On Syria, France displayed more determination than the United States to support the opposition, particularly in the earliest stages of the revolt in 2011. Over the three years of the Arab Spring, Paris worked hard at the UN Security Council and with Arab moderates to support the opposition, mostly the Free Syria Army, to topple Assad. Last summer, the French stood staunchly by the Obama administration when it appeared to be readying for a strike on Syria’s chemical weapons, Paris was disappointed when Washington made an about face and asked the Russians to find a political solution. France found itself in the unattractive position of the only great power rooting for military strikes, a position it has retreated from since.

=== GOALS ===
(1) Reproduce the section of the passage on France and Syria that opens with the words containing "On Syria, France" and closes with "retreated from since.".
(2) In the passage on France and Syria, which opposition group did Paris mostly support in its effort to topple Assad?
(3) Go on with the passage on France's Syria policy from where it stops.
None of the data has any bearing on these tasks.

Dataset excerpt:
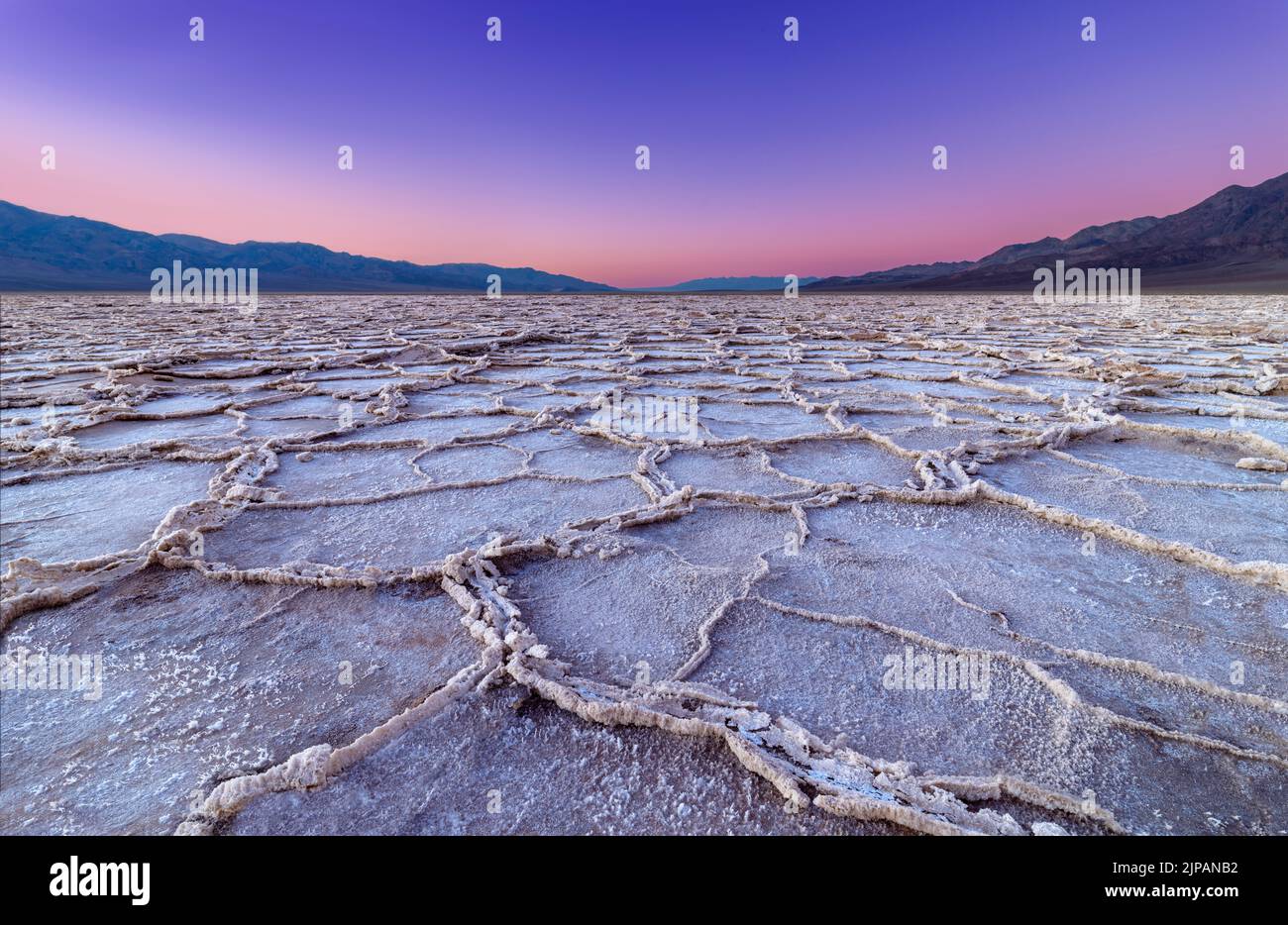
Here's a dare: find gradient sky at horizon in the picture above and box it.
[0,0,1288,286]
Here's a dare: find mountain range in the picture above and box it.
[0,174,1288,292]
[803,174,1288,292]
[0,200,612,292]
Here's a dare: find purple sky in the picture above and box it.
[0,0,1288,286]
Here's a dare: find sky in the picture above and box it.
[0,0,1288,287]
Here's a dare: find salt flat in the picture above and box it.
[0,294,1288,835]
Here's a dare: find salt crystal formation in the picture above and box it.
[0,295,1288,835]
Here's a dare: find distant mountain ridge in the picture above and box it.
[635,275,818,292]
[0,174,1288,292]
[803,174,1288,291]
[0,200,613,292]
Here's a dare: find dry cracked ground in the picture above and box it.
[0,295,1288,835]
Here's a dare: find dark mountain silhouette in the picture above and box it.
[0,200,612,292]
[638,275,818,292]
[804,174,1288,291]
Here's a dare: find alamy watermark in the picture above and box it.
[590,389,698,440]
[151,260,259,314]
[1033,260,1140,307]
[881,646,992,699]
[0,647,103,701]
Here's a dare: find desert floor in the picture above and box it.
[0,294,1288,835]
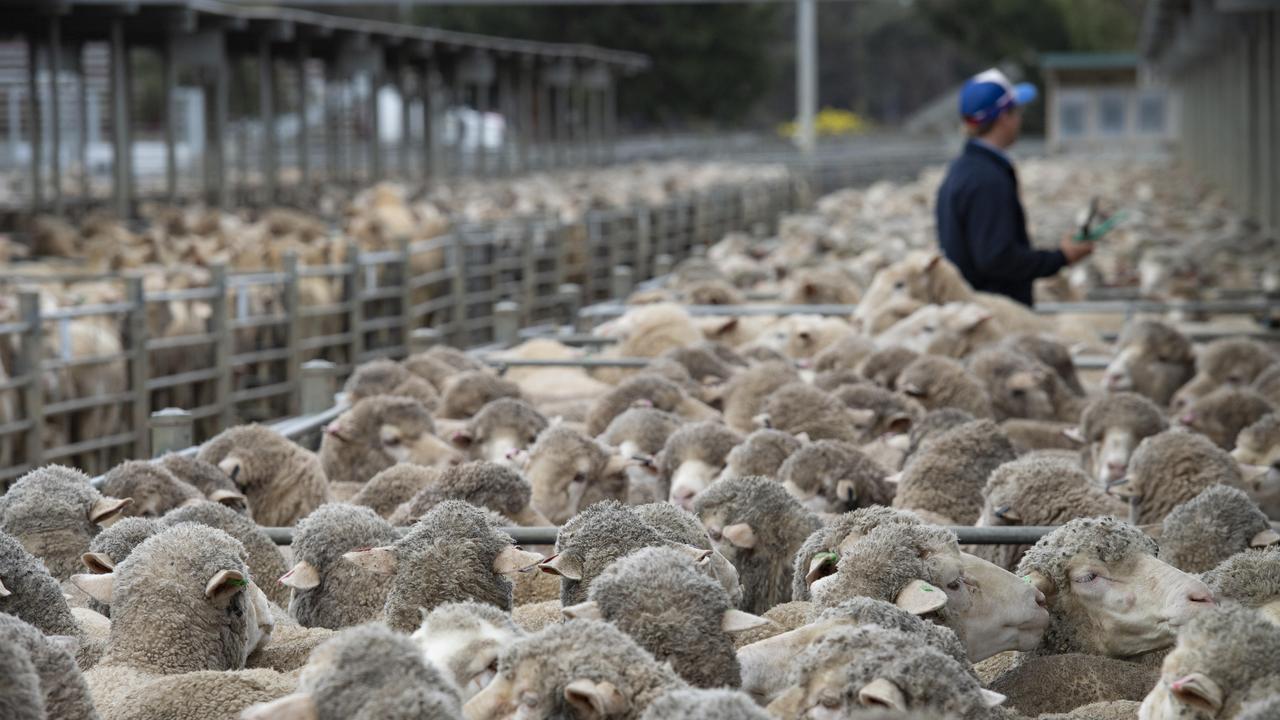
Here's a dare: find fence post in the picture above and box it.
[209,263,236,432]
[282,250,302,415]
[124,275,151,457]
[15,292,45,469]
[150,407,195,457]
[302,360,338,415]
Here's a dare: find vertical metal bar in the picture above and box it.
[49,14,63,214]
[27,33,45,213]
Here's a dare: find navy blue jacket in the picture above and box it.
[937,140,1066,305]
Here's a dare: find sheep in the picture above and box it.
[1157,486,1280,573]
[99,460,205,518]
[463,620,687,720]
[1139,607,1280,720]
[1018,518,1213,659]
[1201,544,1280,624]
[0,612,97,720]
[241,623,461,720]
[658,421,742,510]
[0,465,132,580]
[1107,430,1244,524]
[412,600,525,702]
[777,439,893,512]
[196,424,329,527]
[564,547,764,688]
[74,523,293,720]
[319,395,460,483]
[438,370,522,420]
[1102,320,1196,407]
[972,456,1129,569]
[156,452,251,518]
[1178,387,1274,452]
[969,347,1083,423]
[893,420,1016,525]
[449,397,549,462]
[343,500,543,633]
[897,355,995,418]
[1068,392,1169,487]
[694,475,820,615]
[524,425,632,525]
[279,502,399,629]
[1170,337,1276,413]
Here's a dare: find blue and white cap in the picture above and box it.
[960,68,1037,124]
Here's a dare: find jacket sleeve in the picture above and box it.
[964,181,1066,281]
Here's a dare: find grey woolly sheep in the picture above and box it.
[1018,518,1213,657]
[721,428,801,478]
[243,623,461,720]
[0,612,97,720]
[1158,486,1280,573]
[658,421,742,510]
[1102,320,1196,407]
[439,370,522,420]
[777,439,893,512]
[858,345,920,389]
[319,395,460,483]
[1107,430,1243,525]
[972,456,1129,570]
[893,420,1016,525]
[344,500,543,633]
[564,547,763,688]
[524,425,631,525]
[280,502,399,629]
[694,475,820,615]
[0,465,131,580]
[1170,337,1276,413]
[897,355,995,418]
[99,460,205,518]
[721,361,800,433]
[1075,392,1169,484]
[1178,387,1274,451]
[160,500,289,606]
[463,620,687,720]
[412,600,525,702]
[449,397,549,462]
[351,462,443,518]
[1139,606,1280,720]
[640,688,769,720]
[1201,546,1280,624]
[197,425,329,527]
[156,452,250,516]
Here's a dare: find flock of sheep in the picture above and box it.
[0,152,1280,720]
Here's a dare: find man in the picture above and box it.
[937,69,1093,305]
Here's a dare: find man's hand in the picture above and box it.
[1057,234,1093,265]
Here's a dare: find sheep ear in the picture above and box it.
[1249,528,1280,547]
[721,523,755,550]
[241,693,320,720]
[893,579,947,615]
[721,607,769,633]
[81,552,115,575]
[538,552,582,580]
[561,600,604,620]
[342,544,397,575]
[88,497,133,528]
[564,679,627,720]
[1169,673,1222,715]
[204,570,248,601]
[279,560,320,591]
[72,573,115,605]
[493,544,543,575]
[858,678,906,711]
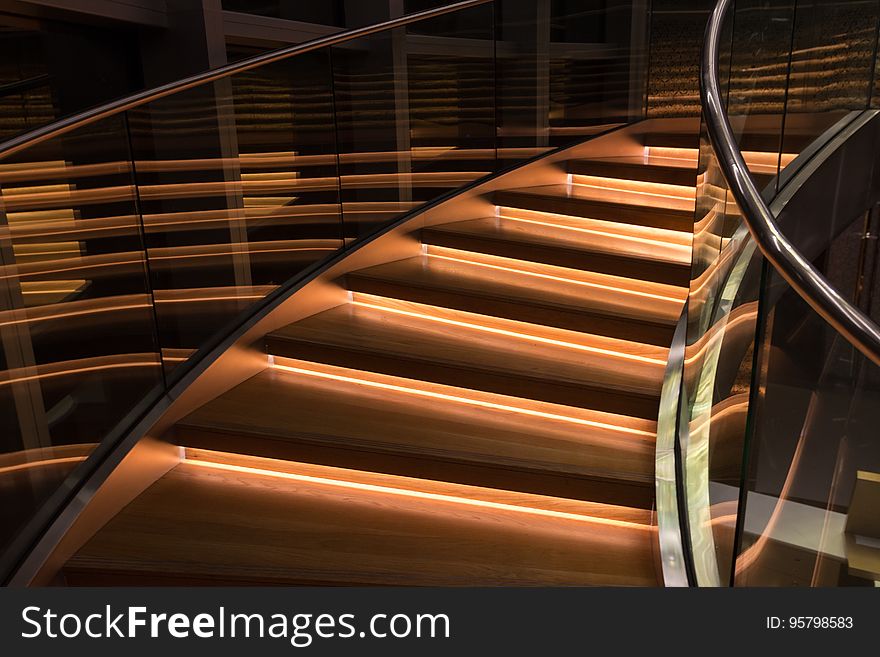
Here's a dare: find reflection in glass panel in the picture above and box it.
[0,117,162,546]
[332,5,495,239]
[130,52,342,369]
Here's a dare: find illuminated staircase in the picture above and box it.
[65,129,696,585]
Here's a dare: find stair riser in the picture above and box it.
[168,425,654,509]
[266,336,660,420]
[346,275,675,346]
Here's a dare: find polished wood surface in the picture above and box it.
[493,185,694,231]
[422,217,690,286]
[65,463,657,586]
[346,256,675,345]
[65,131,720,585]
[175,368,656,488]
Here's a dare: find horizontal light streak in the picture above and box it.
[498,206,690,250]
[571,174,697,201]
[0,456,86,475]
[269,355,654,438]
[182,457,653,531]
[0,356,160,386]
[428,247,683,303]
[351,295,666,365]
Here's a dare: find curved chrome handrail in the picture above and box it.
[0,0,494,160]
[700,0,880,365]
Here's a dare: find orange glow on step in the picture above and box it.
[428,246,684,303]
[351,295,666,365]
[183,457,652,531]
[498,207,692,247]
[269,354,655,438]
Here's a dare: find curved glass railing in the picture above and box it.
[658,0,880,586]
[0,0,647,581]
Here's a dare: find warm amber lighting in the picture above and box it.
[0,354,159,386]
[183,456,653,531]
[0,294,150,326]
[645,146,797,174]
[426,245,686,303]
[497,206,691,256]
[269,355,655,438]
[0,456,86,475]
[570,174,696,209]
[351,293,666,365]
[153,285,277,303]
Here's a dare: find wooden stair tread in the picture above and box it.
[492,185,694,231]
[267,302,666,419]
[346,256,676,346]
[568,156,697,187]
[65,462,657,586]
[422,216,690,287]
[173,360,656,501]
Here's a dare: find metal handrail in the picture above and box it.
[0,0,494,160]
[700,0,880,365]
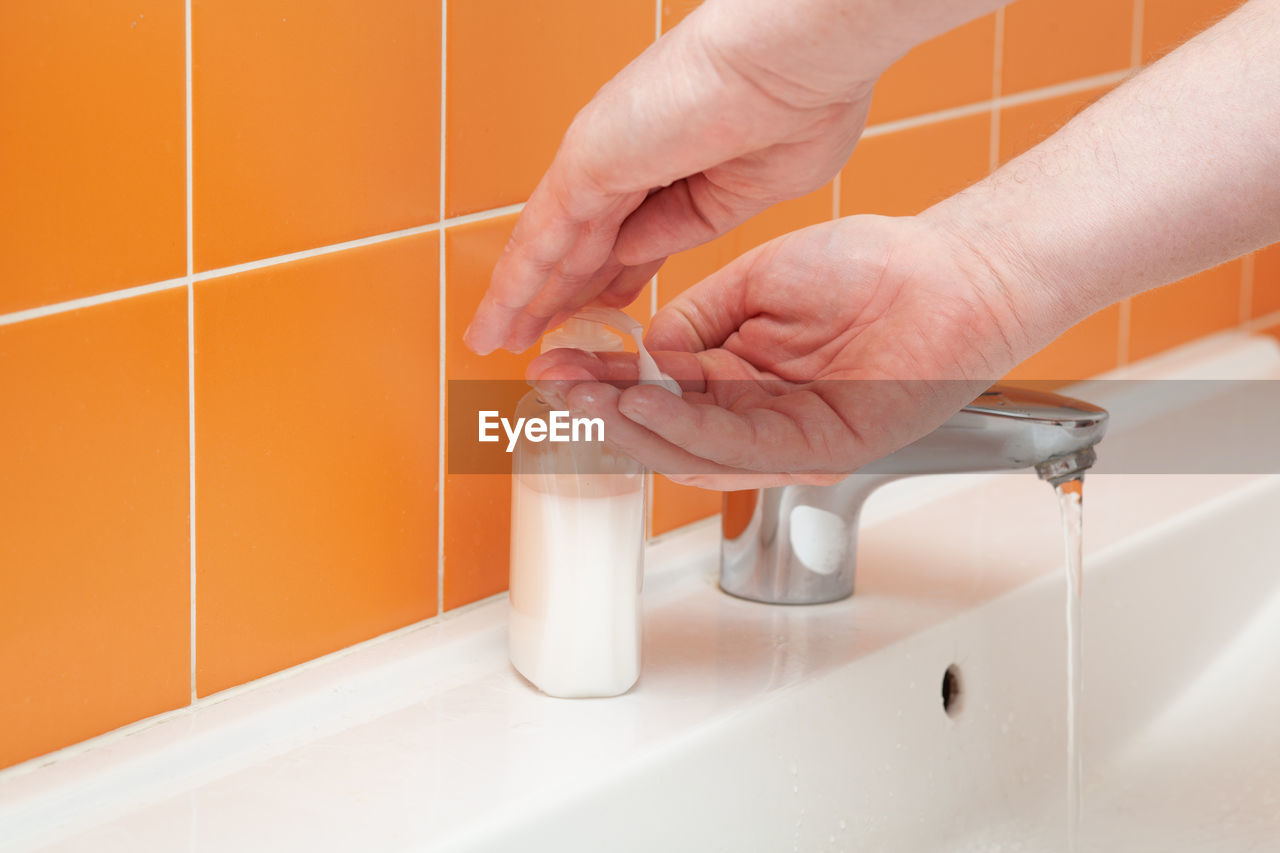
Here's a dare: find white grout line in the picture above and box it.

=== WRITTEN RESPONSES ===
(1)
On Syria, France displayed more determination than the United States to support the opposition, particularly in the earliest stages of the revolt in 2011. Over the three years of the Arab Spring, Paris worked hard at the UN Security Council and with Arab moderates to support the opposition, mostly the Free Syria Army, to topple Assad. Last summer, the French stood staunchly by the Obama administration when it appeared to be readying for a strike on Syria’s chemical weapons, Paris was disappointed when Washington made an about face and asked the Russians to find a political solution. France found itself in the unattractive position of the only great power rooting for military strikes, a position it has retreated from since.

(2) The Free Syria Army.

(3)
On Iran, France also was surprised with the speed with which the Obama administration declared its initiative for a nuclear deal. As was the case with Syria, France remained tough on the issue of Iran’s nuclear challenge only to find itself somewhat abandoned—as did Saudi Arabia and other Arab moderates. The strategic assessment in Paris did not predict the depth of the Obama commitment to a deal with the Iranian regime. France is now realizing that Washington has engaged in a direction where confrontation with the Ayatollahs—other than in narrative—has been abandoned. Some credit Paris’ strong stance on Assad and Iran’s regime to the heavy financial investment of Qatar in France as the rich Gulf monarchy has vowed to topple Assad while also being an active supporter of the Syrian opposition. Hollande’s options are very limited on the Levant’s issues. France has historical (and direct) interests in Lebanon, which is dominated by the Iranian-backed Hezbollah. Washington, however, has no intention to engage in a third war anywhere from Baghdad to Beirut—as long as it considers a deal with Iran a high priority and an attainable goal. Paris’ only option is to convince Qatar to lower expectations on regime change in Syria and toe the Washington line east of the Mediterranean while waiting for the Obama administration bet on a rapprochement with Iran to bear fruit—or to fail.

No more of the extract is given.